**TASK DETAILS**
Please render the part of the material that opens with the line containing "(479,6) (no space after the comma)." and runs through the end as a Markdown table with the columns Row and Line. Number each line and leave out blank lines.

**AVAILABLE RECORDS**
== == ==
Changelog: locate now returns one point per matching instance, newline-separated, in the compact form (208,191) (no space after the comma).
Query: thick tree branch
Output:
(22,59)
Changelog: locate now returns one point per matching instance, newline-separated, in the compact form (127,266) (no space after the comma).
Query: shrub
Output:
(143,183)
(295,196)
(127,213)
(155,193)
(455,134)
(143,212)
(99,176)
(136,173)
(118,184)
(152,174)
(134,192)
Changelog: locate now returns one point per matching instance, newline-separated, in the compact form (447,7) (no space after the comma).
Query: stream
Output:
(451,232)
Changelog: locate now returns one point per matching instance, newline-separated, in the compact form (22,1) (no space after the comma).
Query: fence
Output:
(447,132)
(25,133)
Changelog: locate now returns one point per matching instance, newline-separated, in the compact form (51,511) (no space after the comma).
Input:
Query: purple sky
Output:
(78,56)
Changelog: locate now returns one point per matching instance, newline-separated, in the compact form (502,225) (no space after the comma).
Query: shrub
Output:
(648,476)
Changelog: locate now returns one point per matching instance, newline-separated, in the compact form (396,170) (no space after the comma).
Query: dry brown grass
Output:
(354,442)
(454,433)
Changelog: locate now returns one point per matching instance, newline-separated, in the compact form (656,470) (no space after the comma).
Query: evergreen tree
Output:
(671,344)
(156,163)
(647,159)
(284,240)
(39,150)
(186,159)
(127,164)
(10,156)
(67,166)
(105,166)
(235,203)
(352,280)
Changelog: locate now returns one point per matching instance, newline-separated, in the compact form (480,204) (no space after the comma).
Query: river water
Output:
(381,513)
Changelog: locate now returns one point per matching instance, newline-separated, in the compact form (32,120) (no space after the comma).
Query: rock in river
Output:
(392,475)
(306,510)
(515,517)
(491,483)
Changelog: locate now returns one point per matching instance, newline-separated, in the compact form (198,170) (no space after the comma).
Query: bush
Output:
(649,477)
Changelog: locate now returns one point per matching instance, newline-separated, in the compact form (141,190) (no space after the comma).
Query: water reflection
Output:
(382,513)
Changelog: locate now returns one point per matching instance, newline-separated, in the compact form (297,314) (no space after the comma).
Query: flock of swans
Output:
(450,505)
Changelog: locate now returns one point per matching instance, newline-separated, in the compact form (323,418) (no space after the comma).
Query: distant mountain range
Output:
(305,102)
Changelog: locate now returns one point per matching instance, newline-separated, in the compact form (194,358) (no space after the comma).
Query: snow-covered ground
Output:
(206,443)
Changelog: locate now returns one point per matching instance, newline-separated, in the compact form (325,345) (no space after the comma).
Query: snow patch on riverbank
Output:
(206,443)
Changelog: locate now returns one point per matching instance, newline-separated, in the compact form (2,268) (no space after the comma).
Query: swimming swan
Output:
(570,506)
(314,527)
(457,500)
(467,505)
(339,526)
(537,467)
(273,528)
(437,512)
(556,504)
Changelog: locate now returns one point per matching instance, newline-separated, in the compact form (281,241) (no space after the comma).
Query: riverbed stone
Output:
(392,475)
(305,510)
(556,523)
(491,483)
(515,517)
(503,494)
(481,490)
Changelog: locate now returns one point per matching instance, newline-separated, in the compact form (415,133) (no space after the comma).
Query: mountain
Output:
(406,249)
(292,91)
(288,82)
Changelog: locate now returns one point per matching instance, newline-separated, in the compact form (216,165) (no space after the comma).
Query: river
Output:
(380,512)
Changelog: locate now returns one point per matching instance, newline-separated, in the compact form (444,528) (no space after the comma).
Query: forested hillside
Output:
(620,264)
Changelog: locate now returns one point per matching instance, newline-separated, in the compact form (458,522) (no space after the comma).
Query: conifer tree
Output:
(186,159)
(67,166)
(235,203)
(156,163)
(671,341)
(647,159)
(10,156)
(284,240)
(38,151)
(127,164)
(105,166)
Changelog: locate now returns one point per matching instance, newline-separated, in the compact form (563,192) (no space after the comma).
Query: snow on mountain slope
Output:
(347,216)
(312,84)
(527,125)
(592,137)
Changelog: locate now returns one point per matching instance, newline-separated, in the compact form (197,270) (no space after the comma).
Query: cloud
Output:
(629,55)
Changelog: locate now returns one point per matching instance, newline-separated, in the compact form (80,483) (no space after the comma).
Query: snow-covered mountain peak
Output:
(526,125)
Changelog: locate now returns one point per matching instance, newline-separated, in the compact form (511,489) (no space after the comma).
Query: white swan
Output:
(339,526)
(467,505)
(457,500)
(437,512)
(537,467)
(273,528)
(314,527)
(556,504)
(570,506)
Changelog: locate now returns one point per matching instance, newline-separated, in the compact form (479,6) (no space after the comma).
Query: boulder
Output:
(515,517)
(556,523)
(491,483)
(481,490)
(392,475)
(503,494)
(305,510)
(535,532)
== == ==
**RESULT OF THE TASK**
| Row | Line |
|---|---|
| 1 | Changelog: locate now returns one point per matching instance, newline-separated, in the compact form (479,6) (no space after the comma). |
| 2 | Query: boulder |
| 3 | Output: |
| 4 | (515,517) |
| 5 | (556,523) |
| 6 | (491,483) |
| 7 | (481,490) |
| 8 | (392,475) |
| 9 | (503,494) |
| 10 | (305,510) |
| 11 | (535,532) |